◆ LESETEXT ◆
»Zusammenhalt wie bei Asterix und Obelix«
Giessener Allgemeine
Bericht von Vincent Renken, 11.11.2021
(vre). Es gibt nicht viele Vereine, die mehr Mitglieder haben als der Ort, in dem sie ansässig sind, Einwohner hat. Gerade kleine Dorfvereine müssen in der heutigen Zeit immer häufiger mit Nachbarclubs fusionieren und zusammengelegt werden, da sie zu wenig Mitglieder haben oder es an Nachwuchs mangelt.
Nicht jedoch in Vollnkirchen, dem kleinsten Ortsteil der Gemeinde Hüttenberg. Der Ort zählt gerade einmal knapp 420 Einwohner. Dem heimischen Sportverein, TuS Vollnkirchen, gehören jedoch 573 Mitglieder an. Eine Zahl, die auf den ersten Blick überrascht, auf den zweiten jedoch von einer hervorragenden Klubarbeit zeugt. Der Verein bietet neben dem Handball als größte Abteilung auch eine aktive Freizeitgestaltung mit Radsport, Linedance und Nordic Walking sowie Gymnastikgruppen, Eltern-Kind-Turnen und Kinderturnen an.
Doch wie kommt es, dass der TuS so viele Mitglieder zu verzeichnen hat? »Das hat sich stetig entwickelt. Ich denke, da spielt unsere Vereinsphilosophie auch eine entscheidende Rolle. Wir sind wie eine große Familie, in der alle ins Vereinsleben und die Gemeinschaft eingebunden sind. Durch diese dörfliche Struktur schaffen wir es, dass die Leute zu uns kommen, sich hier wohlfühlen und auch bleiben«, freut sich Clemens Ruppert, 1. Vorsitzender der Vollkirchener über die große Mitgliederzahl.

◆ AUSZÜGE DER EINTRÄGE ◆

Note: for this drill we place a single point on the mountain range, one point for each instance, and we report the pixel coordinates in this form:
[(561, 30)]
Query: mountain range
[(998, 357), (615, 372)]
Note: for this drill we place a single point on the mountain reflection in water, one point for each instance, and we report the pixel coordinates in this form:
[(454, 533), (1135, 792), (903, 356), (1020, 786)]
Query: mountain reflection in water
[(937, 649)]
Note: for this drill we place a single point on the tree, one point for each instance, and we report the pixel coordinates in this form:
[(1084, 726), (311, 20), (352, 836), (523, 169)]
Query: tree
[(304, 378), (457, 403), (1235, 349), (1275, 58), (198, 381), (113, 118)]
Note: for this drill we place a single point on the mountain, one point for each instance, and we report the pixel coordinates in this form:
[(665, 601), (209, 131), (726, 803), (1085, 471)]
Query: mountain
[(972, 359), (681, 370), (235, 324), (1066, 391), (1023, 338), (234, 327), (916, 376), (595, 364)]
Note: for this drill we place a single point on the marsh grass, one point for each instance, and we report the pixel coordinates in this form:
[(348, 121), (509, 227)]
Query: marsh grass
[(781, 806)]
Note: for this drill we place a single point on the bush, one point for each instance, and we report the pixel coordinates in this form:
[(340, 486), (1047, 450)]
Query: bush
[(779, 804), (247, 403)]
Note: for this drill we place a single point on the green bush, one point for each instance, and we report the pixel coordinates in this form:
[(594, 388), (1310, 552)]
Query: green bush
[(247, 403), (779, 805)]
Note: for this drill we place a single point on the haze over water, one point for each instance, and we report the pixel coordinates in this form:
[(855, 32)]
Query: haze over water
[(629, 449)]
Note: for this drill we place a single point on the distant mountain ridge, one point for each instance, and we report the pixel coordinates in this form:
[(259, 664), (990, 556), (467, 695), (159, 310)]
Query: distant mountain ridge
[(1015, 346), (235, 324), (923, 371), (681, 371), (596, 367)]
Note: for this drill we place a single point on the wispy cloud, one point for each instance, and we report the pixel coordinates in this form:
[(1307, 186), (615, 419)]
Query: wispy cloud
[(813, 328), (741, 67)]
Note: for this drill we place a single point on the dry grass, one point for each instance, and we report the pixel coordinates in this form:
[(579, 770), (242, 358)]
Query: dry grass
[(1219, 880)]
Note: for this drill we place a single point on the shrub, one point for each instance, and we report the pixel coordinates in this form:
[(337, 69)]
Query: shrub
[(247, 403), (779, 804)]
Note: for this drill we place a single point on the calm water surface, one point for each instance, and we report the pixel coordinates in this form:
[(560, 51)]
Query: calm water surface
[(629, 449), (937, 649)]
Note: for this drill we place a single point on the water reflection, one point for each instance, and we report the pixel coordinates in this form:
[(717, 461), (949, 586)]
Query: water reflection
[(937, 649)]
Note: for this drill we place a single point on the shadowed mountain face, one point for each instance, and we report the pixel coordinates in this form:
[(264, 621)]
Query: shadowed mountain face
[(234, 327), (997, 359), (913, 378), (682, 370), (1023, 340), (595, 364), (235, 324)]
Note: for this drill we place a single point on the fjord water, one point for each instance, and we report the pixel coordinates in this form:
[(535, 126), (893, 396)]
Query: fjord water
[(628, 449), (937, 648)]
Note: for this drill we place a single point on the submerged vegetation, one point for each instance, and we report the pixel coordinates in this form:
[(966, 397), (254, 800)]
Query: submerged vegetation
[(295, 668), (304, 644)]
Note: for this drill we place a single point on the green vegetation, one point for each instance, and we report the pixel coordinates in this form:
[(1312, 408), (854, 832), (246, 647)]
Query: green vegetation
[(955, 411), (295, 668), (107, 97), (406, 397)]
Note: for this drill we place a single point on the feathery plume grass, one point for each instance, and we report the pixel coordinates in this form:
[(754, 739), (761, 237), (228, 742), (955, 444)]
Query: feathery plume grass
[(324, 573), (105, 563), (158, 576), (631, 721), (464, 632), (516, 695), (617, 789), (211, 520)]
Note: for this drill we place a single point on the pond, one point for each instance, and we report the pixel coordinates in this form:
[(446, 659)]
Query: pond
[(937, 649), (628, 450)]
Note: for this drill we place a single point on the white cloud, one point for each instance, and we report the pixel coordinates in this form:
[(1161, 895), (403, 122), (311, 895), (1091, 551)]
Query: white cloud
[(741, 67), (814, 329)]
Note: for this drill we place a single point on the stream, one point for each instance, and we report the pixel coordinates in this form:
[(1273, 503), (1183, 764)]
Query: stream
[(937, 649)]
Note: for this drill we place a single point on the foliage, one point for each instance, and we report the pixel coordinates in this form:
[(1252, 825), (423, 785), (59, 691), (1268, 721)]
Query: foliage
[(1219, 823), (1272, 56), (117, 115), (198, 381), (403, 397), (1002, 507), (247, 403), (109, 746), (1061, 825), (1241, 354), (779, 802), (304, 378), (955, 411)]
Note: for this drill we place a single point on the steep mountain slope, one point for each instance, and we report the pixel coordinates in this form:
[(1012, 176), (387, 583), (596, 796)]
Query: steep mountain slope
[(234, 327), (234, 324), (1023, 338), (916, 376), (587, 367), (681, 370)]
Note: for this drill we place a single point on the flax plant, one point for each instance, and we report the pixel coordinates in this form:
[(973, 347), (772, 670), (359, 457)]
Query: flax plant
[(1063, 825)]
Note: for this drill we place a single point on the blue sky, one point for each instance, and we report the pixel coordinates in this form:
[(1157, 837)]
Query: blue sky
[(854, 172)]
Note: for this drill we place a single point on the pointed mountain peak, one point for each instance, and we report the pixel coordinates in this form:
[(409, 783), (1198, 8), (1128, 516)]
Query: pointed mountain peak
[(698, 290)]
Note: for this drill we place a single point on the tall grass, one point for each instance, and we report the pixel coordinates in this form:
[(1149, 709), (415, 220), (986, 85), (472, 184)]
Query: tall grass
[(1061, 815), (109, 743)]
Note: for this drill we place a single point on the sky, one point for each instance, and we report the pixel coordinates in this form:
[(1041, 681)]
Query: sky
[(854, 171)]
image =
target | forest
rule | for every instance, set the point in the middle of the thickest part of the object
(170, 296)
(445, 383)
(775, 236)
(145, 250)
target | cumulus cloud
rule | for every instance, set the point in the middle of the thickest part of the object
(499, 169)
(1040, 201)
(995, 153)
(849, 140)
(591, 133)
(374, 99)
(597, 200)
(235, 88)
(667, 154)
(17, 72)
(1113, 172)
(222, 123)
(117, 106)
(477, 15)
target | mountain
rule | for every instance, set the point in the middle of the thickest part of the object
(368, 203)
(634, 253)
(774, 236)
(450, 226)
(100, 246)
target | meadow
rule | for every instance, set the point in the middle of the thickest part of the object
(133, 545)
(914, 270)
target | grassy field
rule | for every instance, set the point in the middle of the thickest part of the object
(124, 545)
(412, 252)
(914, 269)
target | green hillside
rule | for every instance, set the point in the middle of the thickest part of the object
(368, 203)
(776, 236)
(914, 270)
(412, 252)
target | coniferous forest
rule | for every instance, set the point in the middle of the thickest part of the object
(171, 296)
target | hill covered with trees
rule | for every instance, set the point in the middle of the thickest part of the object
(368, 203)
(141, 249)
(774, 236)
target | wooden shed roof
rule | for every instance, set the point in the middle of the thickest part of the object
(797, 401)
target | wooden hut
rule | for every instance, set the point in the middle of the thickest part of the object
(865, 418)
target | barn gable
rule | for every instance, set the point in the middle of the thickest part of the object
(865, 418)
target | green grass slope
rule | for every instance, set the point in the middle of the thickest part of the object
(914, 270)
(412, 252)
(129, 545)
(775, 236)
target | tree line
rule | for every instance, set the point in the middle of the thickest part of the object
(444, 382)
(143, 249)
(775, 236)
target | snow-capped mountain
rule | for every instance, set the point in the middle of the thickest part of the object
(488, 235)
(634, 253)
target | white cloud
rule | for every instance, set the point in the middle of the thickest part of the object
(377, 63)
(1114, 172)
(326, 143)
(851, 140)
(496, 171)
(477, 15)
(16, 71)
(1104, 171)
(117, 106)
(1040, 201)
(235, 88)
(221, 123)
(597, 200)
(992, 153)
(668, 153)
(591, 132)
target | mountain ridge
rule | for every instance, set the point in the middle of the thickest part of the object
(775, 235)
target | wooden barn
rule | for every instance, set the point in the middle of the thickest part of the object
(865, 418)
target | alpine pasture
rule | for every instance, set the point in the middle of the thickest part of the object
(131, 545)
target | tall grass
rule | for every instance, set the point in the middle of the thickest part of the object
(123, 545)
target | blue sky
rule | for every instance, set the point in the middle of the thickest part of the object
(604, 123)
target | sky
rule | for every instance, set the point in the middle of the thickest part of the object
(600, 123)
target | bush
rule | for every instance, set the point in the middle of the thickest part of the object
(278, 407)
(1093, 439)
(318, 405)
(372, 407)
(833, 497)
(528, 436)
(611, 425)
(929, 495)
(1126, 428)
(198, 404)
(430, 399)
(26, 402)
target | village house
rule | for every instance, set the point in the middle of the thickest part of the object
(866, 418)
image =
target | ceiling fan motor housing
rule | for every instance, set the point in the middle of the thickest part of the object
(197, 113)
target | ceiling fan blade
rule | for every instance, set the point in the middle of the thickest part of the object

◆ AUFGABE ◆
Beantworte zum Lesetext:
(a) Wie viele Einwohner zählt Vollnkirchen?
(b) Welche Abteilung ist die größte des TuS Vollnkirchen?
(c) Welches Amt hat Clemens Ruppert im Verein inne?
Die Einträge spielen hierfür keine Rolle.

◆ LÖSUNG ◆
(a) Knapp 420 Einwohner.
(b) Die Handballabteilung.
(c) Er ist 1. Vorsitzender.